A virus that infects black-eyed pea plants has shown "widespread effectiveness" in helping thwart an array of metastatic cancers in mice, researchers report in a new study, offering hope the virus might hold similar potential for humans.
Nanoparticles harvested from the cowpea mosaic virus boosted survival rates and systemically suppressed tumor growth in mice afflicted with various cancers, including breast, colon, and ovarian cancer.
Mice whose tumors had been surgically removed also showed comparable improvements after the treatment, the University of California San Diego team found.
The cowpea mosaic virus is a plant pathogen specializing in cowpeas (Vigna unguiculata), a species of legume that includes the subspecies commonly known as black-eyed peas.
The virus doesn't directly attack cancer cells in mice, but acts as a form of immunotherapy – a treatment that helps the body's own immune system find and destroy cancer.
The new study is part of ongoing research led by the lab of Nicole Steinmetz, a nanoengineer at the University of California San Diego.

- **Prompt 1**
Name every type of cancer that the text on the cowpea mosaic virus mentions by name.
- **Prompt 2**
Repeat word for word the portion of the cowpea mosaic virus text starting at "The cowpea mosaic virus is" and ending at "and destroy cancer.".
The records that follow are drawn from a separate source and are unrelated to the text on the cowpea mosaic virus.

- **Dataset entries**
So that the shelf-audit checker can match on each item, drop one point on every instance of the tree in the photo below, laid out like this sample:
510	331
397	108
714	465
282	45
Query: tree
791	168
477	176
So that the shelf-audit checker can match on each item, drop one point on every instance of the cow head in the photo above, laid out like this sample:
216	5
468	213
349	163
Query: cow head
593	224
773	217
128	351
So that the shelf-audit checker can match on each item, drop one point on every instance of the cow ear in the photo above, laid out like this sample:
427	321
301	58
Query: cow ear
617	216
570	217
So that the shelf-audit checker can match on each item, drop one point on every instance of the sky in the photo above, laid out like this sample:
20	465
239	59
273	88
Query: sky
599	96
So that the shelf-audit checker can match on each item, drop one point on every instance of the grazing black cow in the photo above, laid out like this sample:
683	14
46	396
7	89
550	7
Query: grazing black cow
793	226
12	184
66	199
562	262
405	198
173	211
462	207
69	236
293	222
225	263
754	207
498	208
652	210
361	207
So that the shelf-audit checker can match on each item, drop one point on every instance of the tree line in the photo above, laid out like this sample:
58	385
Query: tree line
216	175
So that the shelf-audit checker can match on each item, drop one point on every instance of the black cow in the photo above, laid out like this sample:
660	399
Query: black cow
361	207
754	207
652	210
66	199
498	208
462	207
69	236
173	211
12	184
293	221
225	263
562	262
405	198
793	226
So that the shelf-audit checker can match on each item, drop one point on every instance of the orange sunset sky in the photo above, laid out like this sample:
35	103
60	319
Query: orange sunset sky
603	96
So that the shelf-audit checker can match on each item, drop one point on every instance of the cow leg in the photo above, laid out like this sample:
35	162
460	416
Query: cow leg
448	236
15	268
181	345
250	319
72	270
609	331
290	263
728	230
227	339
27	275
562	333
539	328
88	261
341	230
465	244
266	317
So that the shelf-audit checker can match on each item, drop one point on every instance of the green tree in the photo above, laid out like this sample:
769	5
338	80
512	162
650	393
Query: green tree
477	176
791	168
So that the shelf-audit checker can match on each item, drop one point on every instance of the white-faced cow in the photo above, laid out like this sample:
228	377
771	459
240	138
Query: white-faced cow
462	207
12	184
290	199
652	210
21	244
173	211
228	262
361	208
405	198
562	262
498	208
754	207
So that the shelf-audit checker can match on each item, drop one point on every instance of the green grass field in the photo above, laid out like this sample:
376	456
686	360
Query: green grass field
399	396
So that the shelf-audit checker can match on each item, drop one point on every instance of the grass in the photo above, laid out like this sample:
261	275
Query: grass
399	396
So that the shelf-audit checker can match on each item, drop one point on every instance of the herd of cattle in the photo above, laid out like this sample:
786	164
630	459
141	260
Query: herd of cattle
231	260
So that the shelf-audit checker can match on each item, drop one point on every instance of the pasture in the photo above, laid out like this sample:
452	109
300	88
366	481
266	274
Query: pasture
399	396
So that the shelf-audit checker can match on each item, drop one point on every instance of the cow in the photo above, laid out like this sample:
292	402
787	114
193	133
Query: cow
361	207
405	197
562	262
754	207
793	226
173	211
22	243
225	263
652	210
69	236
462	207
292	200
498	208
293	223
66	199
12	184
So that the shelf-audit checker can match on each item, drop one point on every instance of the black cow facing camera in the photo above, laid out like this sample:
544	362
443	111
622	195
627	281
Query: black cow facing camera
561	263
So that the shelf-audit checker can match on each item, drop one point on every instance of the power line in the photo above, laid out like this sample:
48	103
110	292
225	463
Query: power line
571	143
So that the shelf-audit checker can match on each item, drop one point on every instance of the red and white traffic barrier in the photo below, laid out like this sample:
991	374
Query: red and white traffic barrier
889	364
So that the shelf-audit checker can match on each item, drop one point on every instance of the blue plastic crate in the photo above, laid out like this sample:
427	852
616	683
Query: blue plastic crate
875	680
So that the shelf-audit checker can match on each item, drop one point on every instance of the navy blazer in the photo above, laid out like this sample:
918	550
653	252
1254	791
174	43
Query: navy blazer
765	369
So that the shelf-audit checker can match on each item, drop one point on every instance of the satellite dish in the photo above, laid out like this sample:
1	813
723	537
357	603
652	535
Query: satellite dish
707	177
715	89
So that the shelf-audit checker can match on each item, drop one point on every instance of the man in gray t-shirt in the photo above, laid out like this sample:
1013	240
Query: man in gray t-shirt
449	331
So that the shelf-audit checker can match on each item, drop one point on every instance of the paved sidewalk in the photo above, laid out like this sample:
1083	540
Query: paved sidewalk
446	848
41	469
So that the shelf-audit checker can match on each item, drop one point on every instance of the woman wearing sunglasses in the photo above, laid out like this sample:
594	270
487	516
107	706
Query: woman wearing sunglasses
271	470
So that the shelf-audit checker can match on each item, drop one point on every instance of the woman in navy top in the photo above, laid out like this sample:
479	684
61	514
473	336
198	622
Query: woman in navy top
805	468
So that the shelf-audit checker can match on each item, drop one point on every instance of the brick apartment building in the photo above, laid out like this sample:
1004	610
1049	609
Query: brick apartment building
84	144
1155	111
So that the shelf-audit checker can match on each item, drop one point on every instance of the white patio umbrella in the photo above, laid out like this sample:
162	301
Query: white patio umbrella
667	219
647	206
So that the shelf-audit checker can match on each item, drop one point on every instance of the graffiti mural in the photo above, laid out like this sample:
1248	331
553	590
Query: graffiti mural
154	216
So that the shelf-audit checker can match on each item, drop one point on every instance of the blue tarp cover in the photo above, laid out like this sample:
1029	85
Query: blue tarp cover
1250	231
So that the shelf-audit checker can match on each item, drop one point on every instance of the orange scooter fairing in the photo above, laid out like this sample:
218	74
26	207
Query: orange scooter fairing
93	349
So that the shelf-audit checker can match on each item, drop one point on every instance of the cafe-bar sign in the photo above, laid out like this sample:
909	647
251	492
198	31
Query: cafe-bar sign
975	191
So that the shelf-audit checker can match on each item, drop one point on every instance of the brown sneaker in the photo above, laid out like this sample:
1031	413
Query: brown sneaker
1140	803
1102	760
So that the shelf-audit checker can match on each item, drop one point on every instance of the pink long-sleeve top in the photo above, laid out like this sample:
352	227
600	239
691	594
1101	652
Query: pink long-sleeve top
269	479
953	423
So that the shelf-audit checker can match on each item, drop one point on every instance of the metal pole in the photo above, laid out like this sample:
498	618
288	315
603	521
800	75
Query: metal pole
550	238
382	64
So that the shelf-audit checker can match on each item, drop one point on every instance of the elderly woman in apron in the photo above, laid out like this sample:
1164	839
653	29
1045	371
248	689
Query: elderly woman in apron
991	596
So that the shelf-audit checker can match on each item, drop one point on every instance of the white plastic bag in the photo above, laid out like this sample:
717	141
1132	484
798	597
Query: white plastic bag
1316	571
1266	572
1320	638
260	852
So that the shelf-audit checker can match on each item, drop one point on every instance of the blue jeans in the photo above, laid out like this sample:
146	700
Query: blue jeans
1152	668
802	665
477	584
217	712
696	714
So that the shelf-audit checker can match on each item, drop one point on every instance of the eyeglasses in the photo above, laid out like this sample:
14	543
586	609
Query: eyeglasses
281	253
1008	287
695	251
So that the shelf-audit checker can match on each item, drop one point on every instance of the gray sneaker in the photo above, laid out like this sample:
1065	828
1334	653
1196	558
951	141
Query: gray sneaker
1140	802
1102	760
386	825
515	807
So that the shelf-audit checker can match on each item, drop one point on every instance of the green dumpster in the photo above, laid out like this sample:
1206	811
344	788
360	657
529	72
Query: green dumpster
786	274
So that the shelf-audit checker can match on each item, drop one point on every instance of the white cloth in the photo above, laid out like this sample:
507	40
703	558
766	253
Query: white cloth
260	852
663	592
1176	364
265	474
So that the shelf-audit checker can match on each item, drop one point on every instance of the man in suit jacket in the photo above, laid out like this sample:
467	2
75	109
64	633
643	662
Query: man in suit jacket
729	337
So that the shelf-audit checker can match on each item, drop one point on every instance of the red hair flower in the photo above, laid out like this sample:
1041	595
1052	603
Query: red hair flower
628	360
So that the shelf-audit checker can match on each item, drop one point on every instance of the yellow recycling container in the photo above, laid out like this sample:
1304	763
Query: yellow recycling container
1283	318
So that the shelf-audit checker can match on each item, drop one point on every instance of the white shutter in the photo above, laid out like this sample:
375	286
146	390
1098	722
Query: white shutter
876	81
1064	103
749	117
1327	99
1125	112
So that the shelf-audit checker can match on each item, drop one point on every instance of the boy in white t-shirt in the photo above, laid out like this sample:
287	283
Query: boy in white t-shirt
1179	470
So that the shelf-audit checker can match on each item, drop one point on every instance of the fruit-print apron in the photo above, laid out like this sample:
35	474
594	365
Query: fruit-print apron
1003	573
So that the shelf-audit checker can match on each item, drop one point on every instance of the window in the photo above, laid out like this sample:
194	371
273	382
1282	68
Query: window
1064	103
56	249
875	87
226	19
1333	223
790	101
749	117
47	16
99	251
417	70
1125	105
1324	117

- **Answer box 1**
Breast cancer, colon cancer, and ovarian cancer.

- **Answer box 2**
The cowpea mosaic virus is a plant pathogen specializing in cowpeas (Vigna unguiculata), a species of legume that includes the subspecies commonly known as black-eyed peas.
The virus doesn't directly attack cancer cells in mice, but acts as a form of immunotherapy – a treatment that helps the body's own immune system find and destroy cancer.